Rewrite all the rows below, changing every "single-line" to "one-line" and keeping everything else unchanged.

• **GIVEN ENTRIES**
◆ ◆ ◆ ◆ ◆

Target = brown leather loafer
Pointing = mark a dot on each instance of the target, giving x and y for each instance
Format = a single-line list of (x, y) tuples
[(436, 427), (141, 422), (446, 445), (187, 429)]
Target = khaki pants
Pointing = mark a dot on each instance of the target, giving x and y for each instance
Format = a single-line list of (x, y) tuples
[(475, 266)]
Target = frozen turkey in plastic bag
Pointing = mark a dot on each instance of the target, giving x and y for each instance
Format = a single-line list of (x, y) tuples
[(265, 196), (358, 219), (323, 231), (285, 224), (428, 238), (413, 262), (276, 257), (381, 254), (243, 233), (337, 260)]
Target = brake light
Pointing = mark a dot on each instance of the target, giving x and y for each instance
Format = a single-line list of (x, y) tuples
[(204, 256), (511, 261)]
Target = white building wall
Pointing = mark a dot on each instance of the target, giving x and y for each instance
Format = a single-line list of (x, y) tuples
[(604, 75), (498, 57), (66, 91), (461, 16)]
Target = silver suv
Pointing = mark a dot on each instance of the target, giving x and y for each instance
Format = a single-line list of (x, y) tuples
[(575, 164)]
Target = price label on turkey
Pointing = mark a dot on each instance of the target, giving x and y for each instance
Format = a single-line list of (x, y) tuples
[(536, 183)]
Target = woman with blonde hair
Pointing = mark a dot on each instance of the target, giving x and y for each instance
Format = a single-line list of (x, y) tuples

◆ ◆ ◆ ◆ ◆

• **RESPONSE**
Target = brown leather loafer
Pointing = mark a dot on each instance of the target, giving x and y for each instance
Format = a one-line list of (x, y) tuples
[(436, 427), (141, 422), (446, 445), (187, 429)]
Target = khaki pants
Pointing = mark a dot on each instance of the target, giving x and y for each instance
Format = a one-line list of (x, y) tuples
[(475, 266)]
Target = frozen turkey in plastic bag
Pointing = mark a dot on each instance of the target, giving x and y for each instance
Format = a one-line list of (x, y) tuples
[(265, 196), (358, 219), (323, 231), (285, 224), (428, 238), (413, 262), (276, 257), (381, 254), (243, 233), (337, 260)]
Target = brake light
Pointing = mark a dot on each instance of the target, giving x and y for each instance
Format = a one-line list of (x, y) tuples
[(204, 256), (511, 261)]
Target = white building wall
Pointing = mark a dot on each instance of the target, giving x and y for each instance
Format = a one-line list of (x, y) tuples
[(604, 75), (498, 57), (66, 91), (461, 16)]
Target = silver suv
Pointing = mark a dot on each instance of the target, giving x and y for each instance
Format = a one-line list of (x, y) tuples
[(575, 164)]
Target = price label on turkey
Pointing = mark a dot on each instance of the target, giving x and y for each instance
Format = a one-line list of (x, y) tuples
[(536, 183)]
Target = woman with blonde hair
Pointing = mark a dot on each instance of the target, giving x and y for each instance
Format = a one-line list of (x, y) tuples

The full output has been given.